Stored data

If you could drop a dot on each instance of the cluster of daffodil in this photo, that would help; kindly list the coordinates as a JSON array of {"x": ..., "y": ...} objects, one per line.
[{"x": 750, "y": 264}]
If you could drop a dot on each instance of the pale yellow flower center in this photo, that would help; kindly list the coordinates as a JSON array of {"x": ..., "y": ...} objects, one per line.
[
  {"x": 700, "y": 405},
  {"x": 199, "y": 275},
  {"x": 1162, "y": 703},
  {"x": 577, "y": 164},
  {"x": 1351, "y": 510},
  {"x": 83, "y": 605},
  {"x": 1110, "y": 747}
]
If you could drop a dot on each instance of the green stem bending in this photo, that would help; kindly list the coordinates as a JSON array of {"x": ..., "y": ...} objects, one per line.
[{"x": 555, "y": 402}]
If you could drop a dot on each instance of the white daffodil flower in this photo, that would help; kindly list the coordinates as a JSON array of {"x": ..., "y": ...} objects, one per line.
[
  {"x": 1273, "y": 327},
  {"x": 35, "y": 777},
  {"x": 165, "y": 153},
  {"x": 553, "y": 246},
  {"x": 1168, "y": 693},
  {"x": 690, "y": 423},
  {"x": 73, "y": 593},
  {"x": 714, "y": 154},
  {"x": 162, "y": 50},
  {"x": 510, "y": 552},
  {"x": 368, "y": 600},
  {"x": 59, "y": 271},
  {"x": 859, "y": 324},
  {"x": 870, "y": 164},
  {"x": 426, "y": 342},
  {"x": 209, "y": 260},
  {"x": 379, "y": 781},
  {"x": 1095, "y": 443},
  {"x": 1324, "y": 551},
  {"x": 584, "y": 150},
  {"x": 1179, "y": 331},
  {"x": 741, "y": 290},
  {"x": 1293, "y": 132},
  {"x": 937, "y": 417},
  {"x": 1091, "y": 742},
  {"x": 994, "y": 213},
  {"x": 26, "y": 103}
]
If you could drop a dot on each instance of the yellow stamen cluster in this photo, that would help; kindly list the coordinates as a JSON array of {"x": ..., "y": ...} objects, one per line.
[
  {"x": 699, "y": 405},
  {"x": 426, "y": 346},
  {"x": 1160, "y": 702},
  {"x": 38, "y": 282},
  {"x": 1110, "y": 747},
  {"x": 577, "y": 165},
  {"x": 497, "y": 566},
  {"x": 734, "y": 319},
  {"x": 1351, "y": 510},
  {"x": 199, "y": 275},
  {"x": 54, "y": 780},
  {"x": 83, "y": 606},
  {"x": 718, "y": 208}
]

= Exercise directions =
Retype nothing except the lines from the line holding "of the yellow" through the last line of the entries, both included.

= Answer space =
If you could drop a dot on each instance of the yellow stamen cluster in this photo, that would help; kindly list the coordinates as a JSON array of {"x": ..., "y": ...} objects, one per line.
[
  {"x": 699, "y": 405},
  {"x": 426, "y": 346},
  {"x": 1160, "y": 702},
  {"x": 38, "y": 282},
  {"x": 1110, "y": 747},
  {"x": 577, "y": 165},
  {"x": 497, "y": 566},
  {"x": 734, "y": 319},
  {"x": 1351, "y": 510},
  {"x": 199, "y": 275},
  {"x": 54, "y": 780},
  {"x": 83, "y": 606},
  {"x": 718, "y": 208}
]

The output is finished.